Could you return each line from the one bearing "Exercise. Mark the veined" through the last line of the entries, exactly as it stands, with no pictures?

── Excerpted data ──

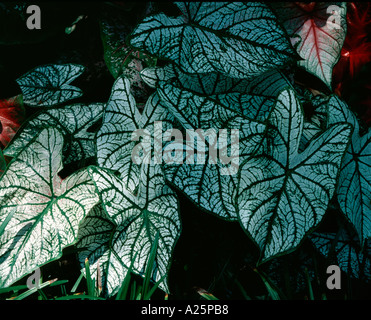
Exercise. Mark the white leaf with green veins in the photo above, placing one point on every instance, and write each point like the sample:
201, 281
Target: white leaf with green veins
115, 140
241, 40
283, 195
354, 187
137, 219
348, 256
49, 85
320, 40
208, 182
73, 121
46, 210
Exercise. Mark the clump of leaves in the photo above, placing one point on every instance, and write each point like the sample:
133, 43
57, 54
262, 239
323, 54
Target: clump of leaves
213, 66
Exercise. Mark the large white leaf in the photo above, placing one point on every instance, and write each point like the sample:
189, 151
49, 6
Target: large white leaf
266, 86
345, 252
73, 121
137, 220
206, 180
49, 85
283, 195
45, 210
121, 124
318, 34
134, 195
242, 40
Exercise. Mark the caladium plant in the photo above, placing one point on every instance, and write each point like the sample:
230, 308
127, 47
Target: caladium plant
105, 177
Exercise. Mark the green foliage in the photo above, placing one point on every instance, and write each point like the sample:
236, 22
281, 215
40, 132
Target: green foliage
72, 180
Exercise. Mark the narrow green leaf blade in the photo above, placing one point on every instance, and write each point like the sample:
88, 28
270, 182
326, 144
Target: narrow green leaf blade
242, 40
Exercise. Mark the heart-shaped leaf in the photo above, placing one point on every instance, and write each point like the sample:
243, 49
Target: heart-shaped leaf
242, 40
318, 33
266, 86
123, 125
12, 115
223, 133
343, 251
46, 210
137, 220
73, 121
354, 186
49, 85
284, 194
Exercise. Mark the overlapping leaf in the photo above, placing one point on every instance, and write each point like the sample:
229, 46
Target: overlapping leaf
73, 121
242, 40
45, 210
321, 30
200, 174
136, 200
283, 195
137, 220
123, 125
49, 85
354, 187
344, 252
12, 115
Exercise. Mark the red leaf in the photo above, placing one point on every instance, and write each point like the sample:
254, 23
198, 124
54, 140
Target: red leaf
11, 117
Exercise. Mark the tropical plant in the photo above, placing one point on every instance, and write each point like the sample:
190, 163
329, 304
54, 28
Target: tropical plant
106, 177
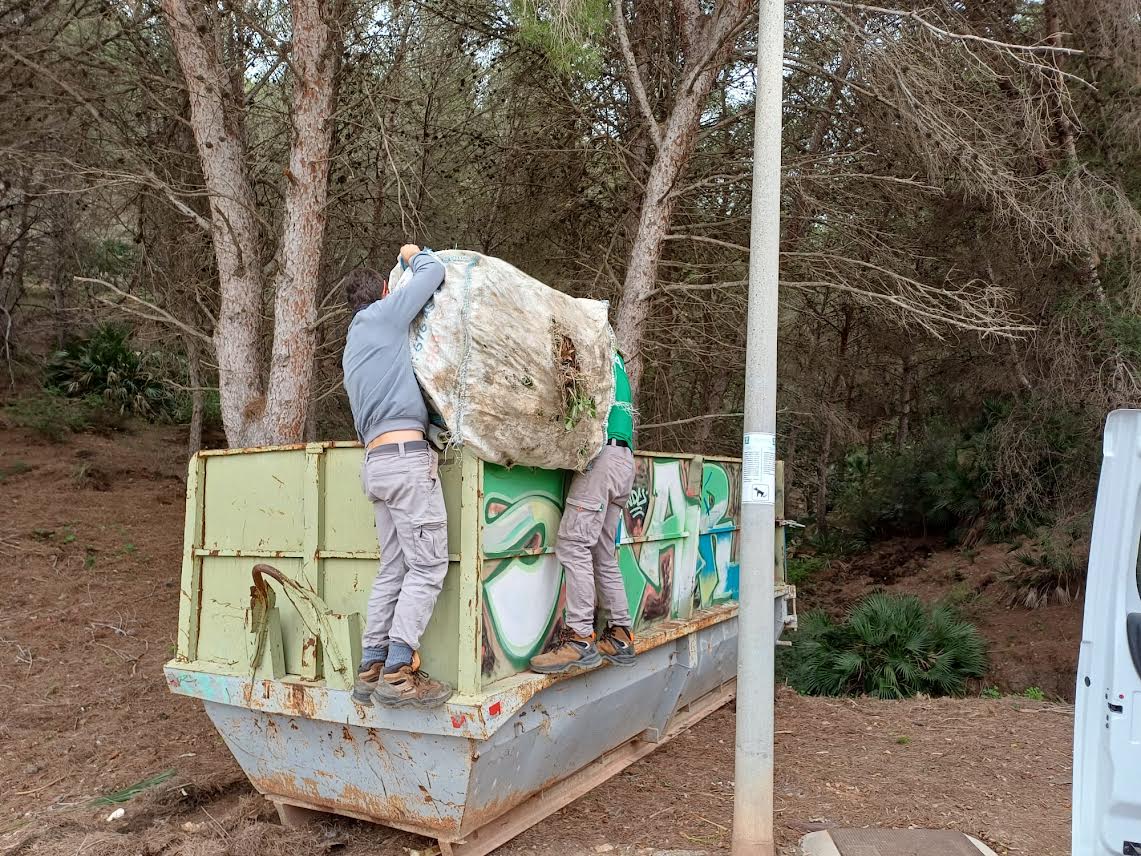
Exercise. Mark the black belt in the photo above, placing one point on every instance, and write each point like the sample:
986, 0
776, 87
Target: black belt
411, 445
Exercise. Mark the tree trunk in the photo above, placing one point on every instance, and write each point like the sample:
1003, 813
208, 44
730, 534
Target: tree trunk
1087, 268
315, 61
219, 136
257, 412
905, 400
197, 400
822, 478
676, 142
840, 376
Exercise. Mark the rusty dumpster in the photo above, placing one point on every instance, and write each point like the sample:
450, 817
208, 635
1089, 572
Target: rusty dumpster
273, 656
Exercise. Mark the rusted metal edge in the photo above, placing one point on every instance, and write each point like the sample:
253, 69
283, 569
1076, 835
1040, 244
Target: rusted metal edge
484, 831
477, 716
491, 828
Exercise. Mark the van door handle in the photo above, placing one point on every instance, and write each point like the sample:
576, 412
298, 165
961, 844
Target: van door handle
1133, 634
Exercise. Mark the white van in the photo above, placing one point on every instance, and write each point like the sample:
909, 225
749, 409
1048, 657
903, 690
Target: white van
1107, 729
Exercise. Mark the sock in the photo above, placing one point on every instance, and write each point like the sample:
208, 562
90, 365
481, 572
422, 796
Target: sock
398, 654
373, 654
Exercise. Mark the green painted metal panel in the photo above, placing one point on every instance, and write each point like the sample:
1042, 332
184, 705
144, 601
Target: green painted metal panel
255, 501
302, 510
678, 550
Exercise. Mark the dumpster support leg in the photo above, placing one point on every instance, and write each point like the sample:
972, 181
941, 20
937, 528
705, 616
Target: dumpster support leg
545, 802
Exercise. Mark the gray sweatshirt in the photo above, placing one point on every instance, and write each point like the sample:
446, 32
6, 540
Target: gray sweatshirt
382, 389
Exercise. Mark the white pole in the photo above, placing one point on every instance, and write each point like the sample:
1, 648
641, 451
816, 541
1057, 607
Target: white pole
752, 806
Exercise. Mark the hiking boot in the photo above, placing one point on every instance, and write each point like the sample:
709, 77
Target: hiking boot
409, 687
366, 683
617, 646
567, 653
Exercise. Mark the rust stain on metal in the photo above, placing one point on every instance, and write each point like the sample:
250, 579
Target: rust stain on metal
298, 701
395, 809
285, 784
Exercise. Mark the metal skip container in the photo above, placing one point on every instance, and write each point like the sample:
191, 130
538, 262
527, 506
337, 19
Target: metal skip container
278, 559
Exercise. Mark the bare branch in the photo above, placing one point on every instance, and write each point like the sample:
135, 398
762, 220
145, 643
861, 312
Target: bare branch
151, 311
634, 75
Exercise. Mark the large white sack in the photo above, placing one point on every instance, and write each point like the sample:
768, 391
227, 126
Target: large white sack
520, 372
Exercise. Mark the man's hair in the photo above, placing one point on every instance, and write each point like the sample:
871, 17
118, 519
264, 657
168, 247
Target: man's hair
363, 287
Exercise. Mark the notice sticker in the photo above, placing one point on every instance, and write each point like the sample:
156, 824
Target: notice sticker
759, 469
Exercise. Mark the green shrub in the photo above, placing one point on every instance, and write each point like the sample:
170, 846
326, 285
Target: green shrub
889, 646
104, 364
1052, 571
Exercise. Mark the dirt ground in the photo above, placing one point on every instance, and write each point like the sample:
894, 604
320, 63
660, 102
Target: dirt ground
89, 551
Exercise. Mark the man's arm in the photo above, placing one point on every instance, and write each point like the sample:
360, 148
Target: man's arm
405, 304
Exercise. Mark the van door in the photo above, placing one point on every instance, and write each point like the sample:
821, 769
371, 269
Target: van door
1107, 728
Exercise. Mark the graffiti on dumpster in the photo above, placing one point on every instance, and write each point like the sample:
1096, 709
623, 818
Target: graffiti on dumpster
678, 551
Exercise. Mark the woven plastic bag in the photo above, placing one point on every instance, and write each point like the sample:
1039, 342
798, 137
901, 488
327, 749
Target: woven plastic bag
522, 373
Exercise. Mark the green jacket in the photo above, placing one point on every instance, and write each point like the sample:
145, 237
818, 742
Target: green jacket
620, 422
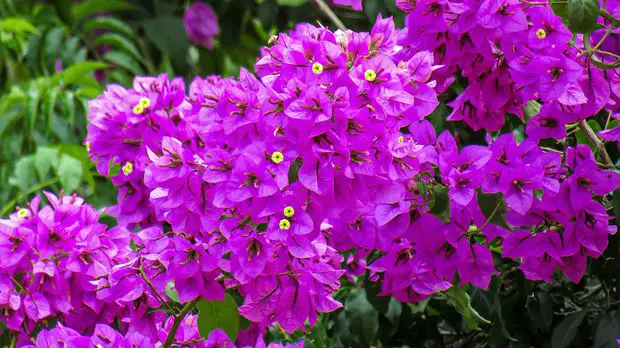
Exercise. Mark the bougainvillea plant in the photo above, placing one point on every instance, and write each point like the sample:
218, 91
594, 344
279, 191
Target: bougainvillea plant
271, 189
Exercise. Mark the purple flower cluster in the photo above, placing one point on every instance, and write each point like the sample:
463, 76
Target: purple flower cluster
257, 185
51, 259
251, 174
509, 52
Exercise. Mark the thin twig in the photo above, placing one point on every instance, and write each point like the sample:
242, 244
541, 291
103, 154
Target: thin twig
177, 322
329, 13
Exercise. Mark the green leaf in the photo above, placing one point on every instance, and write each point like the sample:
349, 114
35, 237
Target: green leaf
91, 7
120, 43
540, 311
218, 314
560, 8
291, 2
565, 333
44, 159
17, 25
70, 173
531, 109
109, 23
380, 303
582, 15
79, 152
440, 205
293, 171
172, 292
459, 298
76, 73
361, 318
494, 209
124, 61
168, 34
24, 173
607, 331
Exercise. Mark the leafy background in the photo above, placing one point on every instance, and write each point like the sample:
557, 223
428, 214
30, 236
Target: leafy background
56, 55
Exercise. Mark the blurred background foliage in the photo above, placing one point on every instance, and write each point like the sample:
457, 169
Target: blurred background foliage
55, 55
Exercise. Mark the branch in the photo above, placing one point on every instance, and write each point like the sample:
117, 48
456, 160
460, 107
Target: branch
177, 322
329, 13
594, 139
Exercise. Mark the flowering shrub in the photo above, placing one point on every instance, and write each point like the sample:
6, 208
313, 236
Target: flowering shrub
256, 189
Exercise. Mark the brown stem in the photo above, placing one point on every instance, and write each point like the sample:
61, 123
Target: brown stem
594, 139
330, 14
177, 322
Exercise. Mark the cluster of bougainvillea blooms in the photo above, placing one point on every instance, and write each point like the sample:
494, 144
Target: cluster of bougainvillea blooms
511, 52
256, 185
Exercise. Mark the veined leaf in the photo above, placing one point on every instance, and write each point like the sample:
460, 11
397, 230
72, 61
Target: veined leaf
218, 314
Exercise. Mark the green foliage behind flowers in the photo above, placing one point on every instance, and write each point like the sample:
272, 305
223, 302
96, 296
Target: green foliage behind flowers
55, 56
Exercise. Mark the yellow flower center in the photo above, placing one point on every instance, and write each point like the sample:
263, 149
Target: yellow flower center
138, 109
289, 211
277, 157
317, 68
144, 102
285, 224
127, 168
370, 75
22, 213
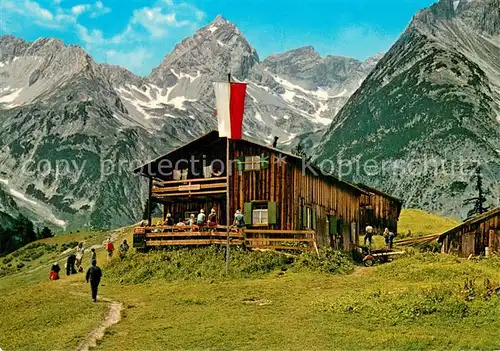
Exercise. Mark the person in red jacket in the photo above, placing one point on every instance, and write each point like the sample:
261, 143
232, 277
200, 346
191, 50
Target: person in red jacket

───

§ Full solution
Exercise. Mark the veined leaf in the photo above, placing one point on every instance, and write each point like the sample:
460, 11
397, 230
72, 61
Target: veined leaf
218, 314
Exercise. Mark the green foliage behind flowers in the photo above, placing one point on every instance, and write each point like the sample:
272, 305
223, 302
96, 296
Target: green foliage behind flowers
55, 56
Exercise. Mark the yellow flower center in the photo above, placing one point on every instance, and write each point like the sample:
263, 149
Target: yellow flower center
138, 109
289, 211
277, 157
317, 68
144, 102
285, 224
127, 168
370, 75
22, 213
Exercise. Mark the person in red jacket in the photo above, placing one point on every instance, and write each point like the sample:
261, 143
232, 277
200, 346
191, 50
Target: person in red jacket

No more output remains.